━━━━━ Material for the task

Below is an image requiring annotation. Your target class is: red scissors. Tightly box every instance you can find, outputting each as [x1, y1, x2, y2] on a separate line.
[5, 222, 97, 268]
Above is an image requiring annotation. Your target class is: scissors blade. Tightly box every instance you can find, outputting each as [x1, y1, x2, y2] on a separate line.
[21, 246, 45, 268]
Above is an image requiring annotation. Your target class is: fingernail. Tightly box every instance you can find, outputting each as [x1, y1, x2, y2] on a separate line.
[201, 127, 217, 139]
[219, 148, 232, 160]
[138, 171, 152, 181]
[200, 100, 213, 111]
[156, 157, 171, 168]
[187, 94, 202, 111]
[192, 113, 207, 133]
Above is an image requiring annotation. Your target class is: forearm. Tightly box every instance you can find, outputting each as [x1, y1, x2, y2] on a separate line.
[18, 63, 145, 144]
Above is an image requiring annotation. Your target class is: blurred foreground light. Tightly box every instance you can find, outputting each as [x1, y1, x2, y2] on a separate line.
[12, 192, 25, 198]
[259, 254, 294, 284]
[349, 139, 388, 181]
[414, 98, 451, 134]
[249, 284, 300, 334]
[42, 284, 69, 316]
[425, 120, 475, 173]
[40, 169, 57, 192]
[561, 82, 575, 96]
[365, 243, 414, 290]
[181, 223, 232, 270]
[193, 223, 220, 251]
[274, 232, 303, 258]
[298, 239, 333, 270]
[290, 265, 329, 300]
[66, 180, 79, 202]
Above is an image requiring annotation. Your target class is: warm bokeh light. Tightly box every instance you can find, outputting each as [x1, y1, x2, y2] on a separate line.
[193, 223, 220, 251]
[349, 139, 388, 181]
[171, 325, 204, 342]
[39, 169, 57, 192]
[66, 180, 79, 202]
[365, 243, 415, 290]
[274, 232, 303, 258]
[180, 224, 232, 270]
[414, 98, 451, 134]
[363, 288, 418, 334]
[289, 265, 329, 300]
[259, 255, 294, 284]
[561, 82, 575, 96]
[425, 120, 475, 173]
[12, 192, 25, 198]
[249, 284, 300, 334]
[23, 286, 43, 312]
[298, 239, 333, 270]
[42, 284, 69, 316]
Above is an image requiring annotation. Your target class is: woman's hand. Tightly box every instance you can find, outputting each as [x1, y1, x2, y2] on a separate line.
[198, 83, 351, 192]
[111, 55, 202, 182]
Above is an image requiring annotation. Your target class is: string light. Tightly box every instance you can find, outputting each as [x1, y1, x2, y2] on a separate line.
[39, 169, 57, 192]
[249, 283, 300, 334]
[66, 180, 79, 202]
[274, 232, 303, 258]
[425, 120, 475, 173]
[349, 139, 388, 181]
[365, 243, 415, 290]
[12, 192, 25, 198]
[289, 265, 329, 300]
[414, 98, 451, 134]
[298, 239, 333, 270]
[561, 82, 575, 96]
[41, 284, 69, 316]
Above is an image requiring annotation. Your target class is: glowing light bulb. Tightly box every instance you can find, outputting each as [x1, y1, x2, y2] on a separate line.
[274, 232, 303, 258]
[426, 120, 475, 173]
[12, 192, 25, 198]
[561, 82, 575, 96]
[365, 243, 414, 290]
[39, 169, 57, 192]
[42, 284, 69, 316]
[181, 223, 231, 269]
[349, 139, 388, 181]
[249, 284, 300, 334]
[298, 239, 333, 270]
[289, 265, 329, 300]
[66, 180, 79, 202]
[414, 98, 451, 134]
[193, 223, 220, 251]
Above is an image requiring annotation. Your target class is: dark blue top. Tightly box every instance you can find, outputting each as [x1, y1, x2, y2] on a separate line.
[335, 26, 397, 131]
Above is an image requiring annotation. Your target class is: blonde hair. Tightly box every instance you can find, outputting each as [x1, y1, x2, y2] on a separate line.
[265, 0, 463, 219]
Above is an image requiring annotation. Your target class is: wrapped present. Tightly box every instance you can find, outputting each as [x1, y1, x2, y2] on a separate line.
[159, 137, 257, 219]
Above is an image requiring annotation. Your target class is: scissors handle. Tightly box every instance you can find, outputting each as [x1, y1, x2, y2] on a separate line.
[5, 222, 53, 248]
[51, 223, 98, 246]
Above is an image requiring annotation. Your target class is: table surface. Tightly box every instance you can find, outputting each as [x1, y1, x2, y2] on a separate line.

━━━━━━━━━━

■ Problem
Once the line with "class is: glowing" is found, write out that line and every one after it through the last line of the records, exactly and with nothing else.

■ Exercise output
Above is an image requiring annotation. Your target class is: glowing light bulb. Tightly box every instance you can find, outputting each as [x1, y1, x2, y2] on a separate line.
[274, 232, 303, 258]
[426, 120, 475, 173]
[12, 192, 25, 198]
[561, 82, 575, 96]
[365, 243, 414, 290]
[39, 169, 57, 192]
[42, 284, 69, 316]
[181, 223, 231, 269]
[349, 139, 388, 181]
[249, 284, 300, 334]
[298, 239, 333, 270]
[289, 265, 329, 300]
[66, 180, 79, 202]
[414, 98, 451, 134]
[193, 223, 220, 251]
Above is an image requiring annotation. Your target class is: dark blue top. Tightly box every instance you can find, outputting each as [x1, y1, x2, y2] on a separate line.
[335, 26, 397, 131]
Above is an image requiring annotation. Your target class is: blonde hair. Tightly box every instance you can find, outputting each as [x1, y1, x2, y2] on a separate line.
[265, 0, 463, 219]
Above is an image requiring annotation. Your target class is: wrapped present. Tightly box every instance you can find, outputting each as [x1, y1, x2, y2] on a separate line.
[159, 137, 257, 219]
Above is an image requiring annotation. Your target class is: scissors handle. Tightly box every instance you can find, outputting each as [x1, y1, x2, y2] on a separate line.
[5, 222, 53, 248]
[51, 223, 98, 246]
Above is an image requiring annotation. Your target class is: table surface. Tightly box every instance you can find, outputting each as [x1, y1, x2, y2] on a separate line.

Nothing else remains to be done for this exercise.